● **What you need to do**
In the material below, repeat only the lines from the one that holds "black belt, the" through the final line, exactly as they stand.

● **Stored data**
[BEGIN]

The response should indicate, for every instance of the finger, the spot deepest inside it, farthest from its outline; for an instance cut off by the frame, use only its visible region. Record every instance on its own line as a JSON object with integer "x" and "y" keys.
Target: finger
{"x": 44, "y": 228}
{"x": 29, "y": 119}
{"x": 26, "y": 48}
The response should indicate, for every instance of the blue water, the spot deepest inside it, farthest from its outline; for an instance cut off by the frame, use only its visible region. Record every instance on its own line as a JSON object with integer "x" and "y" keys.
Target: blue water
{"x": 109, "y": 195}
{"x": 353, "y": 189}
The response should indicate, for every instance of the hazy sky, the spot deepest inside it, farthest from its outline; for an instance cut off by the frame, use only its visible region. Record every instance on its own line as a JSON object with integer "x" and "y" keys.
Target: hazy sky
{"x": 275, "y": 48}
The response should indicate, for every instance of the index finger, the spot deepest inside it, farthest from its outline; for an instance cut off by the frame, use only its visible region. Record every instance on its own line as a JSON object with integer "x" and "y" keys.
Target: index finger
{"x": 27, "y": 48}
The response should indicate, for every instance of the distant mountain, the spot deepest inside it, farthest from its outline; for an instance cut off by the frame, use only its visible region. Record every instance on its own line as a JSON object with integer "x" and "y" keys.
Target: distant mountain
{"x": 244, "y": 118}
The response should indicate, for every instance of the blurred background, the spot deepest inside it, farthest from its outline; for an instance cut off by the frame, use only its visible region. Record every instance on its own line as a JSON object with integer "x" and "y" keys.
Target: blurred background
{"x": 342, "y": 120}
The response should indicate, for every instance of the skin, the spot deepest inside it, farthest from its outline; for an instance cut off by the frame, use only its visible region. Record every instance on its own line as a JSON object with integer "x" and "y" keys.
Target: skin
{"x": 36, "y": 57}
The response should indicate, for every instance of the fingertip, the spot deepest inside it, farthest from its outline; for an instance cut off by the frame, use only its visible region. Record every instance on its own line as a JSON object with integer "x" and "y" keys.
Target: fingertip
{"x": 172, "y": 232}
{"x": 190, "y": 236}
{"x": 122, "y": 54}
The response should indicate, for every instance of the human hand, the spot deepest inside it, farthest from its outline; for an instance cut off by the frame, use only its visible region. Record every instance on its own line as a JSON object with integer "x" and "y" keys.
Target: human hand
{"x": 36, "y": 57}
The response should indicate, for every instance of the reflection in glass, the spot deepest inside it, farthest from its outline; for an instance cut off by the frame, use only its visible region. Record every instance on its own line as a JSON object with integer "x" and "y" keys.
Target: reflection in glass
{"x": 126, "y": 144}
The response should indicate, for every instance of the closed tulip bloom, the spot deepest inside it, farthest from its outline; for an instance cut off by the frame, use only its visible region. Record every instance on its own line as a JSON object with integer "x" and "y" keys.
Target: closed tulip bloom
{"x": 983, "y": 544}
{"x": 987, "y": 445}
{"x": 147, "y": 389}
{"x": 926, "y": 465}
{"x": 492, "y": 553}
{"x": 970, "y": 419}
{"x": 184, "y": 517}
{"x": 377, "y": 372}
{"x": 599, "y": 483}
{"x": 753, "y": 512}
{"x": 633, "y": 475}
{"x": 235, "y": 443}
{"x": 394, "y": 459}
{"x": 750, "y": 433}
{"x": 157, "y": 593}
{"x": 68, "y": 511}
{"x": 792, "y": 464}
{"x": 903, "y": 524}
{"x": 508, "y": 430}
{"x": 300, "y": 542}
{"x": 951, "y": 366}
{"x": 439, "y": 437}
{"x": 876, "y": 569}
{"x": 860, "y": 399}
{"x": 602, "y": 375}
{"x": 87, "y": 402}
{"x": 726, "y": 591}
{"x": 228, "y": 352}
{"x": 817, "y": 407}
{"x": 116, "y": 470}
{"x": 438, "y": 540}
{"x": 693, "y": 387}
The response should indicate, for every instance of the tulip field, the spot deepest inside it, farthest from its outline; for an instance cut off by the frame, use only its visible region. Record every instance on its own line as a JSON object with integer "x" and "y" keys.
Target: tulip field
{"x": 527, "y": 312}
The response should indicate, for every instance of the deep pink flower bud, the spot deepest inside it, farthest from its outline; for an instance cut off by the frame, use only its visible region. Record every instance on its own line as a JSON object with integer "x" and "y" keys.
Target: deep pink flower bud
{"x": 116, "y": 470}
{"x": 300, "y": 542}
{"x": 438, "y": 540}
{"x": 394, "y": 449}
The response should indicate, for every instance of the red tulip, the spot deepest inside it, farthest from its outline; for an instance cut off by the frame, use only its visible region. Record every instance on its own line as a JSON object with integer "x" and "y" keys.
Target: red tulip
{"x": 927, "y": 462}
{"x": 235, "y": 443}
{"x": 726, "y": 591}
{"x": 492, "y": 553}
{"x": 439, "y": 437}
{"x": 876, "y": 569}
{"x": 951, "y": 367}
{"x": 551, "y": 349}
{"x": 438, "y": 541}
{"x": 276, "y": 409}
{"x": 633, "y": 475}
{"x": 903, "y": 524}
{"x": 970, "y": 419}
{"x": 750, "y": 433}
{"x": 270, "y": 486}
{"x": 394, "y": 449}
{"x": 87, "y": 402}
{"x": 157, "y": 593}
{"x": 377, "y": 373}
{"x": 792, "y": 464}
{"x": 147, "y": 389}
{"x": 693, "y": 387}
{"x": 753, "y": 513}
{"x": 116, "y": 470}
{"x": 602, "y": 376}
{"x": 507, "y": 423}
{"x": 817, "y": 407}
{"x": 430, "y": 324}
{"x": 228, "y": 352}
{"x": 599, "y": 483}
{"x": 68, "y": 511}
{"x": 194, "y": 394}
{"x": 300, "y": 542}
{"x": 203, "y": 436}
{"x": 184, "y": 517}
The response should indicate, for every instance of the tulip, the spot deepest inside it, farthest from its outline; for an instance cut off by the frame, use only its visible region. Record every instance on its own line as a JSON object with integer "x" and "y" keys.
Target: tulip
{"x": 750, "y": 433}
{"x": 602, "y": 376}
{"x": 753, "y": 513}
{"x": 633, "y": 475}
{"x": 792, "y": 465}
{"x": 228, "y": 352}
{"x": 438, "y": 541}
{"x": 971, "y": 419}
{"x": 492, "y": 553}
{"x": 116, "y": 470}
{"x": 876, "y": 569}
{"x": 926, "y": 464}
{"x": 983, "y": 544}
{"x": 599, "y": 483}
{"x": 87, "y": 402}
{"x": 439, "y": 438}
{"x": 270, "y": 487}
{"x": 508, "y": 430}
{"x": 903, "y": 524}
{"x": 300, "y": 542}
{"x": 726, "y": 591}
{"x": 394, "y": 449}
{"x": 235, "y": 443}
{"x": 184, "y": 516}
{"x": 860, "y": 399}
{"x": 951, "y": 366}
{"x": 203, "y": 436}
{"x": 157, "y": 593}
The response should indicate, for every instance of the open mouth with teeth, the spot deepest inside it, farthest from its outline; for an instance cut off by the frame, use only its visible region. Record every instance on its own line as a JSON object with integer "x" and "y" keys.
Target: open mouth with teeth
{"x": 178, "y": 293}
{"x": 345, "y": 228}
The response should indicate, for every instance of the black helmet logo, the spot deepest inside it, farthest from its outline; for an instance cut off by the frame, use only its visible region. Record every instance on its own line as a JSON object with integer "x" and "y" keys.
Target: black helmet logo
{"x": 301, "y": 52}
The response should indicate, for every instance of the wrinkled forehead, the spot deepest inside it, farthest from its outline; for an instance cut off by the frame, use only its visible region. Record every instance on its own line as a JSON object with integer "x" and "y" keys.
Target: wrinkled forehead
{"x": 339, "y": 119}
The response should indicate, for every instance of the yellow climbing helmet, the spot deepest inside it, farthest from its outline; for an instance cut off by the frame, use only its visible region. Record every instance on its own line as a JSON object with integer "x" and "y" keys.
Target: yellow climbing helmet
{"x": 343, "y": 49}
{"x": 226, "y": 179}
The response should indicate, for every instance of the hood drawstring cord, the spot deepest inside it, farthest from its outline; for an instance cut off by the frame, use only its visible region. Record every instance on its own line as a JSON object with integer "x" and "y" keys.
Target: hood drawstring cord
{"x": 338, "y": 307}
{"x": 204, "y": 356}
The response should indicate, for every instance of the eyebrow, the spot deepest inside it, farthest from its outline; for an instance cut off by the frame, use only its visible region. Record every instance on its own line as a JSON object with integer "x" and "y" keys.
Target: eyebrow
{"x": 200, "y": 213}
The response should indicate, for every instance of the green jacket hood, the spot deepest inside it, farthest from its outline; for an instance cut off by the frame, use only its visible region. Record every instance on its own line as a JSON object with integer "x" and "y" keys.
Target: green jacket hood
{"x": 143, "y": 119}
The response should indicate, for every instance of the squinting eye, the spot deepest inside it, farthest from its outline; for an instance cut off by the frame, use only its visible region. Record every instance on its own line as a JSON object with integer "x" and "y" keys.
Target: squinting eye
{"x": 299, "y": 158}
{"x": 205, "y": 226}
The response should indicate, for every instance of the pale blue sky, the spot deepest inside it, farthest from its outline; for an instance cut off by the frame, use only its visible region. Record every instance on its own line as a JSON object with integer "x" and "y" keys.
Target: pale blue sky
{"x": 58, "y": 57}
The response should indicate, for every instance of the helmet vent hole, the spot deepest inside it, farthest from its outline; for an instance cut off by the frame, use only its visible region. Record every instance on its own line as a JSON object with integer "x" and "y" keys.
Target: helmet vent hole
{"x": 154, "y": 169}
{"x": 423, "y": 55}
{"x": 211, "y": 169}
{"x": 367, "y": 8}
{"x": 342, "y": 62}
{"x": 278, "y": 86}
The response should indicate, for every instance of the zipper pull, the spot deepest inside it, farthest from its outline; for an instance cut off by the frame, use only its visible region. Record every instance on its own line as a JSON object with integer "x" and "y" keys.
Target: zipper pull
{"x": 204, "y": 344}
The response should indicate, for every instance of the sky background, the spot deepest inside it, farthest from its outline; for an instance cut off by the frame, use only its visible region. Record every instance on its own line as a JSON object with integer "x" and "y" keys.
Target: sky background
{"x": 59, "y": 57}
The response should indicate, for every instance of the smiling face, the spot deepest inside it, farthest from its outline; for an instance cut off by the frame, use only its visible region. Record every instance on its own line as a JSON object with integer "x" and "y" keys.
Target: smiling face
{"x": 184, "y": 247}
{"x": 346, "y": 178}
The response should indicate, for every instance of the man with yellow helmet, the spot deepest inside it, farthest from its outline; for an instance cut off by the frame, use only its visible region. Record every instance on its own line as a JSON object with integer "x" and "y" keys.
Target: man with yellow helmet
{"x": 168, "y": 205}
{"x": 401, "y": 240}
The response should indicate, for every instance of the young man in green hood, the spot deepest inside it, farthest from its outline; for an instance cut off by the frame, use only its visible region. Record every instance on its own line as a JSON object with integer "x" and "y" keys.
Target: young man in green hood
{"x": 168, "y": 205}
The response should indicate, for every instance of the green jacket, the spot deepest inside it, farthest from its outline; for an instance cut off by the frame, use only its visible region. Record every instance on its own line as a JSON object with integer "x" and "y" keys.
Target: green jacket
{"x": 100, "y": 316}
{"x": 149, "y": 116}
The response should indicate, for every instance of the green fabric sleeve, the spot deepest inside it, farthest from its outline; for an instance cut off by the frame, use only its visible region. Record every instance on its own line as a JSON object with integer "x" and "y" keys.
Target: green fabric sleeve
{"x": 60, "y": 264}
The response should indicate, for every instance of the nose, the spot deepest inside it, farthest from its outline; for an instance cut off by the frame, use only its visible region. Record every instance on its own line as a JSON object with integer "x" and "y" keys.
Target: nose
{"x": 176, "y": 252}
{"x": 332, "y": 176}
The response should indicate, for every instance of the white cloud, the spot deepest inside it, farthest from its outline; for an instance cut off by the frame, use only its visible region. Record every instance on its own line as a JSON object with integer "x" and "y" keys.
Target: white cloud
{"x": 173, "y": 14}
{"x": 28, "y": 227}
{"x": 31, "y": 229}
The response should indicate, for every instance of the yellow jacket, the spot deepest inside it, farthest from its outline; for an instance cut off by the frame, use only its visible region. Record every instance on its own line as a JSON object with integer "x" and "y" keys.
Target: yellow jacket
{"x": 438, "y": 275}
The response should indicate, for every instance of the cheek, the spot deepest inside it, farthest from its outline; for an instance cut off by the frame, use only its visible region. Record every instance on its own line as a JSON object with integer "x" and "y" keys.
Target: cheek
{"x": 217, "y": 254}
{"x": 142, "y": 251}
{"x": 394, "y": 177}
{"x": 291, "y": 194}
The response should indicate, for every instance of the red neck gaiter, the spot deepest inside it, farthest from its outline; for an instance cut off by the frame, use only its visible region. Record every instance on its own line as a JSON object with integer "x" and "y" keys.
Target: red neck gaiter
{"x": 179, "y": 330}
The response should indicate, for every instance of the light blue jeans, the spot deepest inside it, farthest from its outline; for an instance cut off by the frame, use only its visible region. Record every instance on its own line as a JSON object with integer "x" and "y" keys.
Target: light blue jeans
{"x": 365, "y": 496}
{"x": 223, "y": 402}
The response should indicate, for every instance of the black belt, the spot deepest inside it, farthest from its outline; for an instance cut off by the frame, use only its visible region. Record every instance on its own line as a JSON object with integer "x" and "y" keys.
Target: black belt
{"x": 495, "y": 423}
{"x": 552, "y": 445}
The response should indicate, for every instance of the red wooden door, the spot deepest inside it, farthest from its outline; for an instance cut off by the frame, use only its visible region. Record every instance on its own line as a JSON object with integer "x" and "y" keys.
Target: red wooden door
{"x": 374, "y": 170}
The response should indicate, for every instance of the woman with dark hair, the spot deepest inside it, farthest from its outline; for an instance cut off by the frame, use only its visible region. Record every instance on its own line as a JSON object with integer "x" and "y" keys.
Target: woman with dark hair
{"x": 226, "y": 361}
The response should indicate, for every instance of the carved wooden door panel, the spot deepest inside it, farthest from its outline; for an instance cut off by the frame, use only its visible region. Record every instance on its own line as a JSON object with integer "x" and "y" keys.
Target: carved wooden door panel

[END]

● **Exercise response**
The response should indicate, for every instance of the black belt, the spot deepest inside it, farthest from its outline; for an instance cut off by the frame, use only its visible region. Record every instance on its own line as a JSON object with integer "x" and "y" keys.
Target: black belt
{"x": 495, "y": 423}
{"x": 552, "y": 445}
The response should indicate, for every instance of the red wooden door, the spot deepest inside it, farthest from its outline; for an instance cut off by the frame, use only its visible region. Record every instance on its own line as a JSON object with integer "x" and "y" keys.
Target: red wooden door
{"x": 374, "y": 170}
The response should indicate, for every instance of the woman with dark hair, the spot deepest inside it, farthest from its outline; for an instance cut off by the frame, use only its visible region. Record every instance on its own line as a JSON object with integer "x" and "y" keys.
Target: woman with dark hair
{"x": 226, "y": 361}
The response should indicate, for every instance of the carved wooden door panel, the spot deepest inside it, farthest from its outline; for an instance cut off by the frame, use only its visible region. Record every instance on its own line as a JSON object with integer "x" and "y" keys.
Target: carved wooden door panel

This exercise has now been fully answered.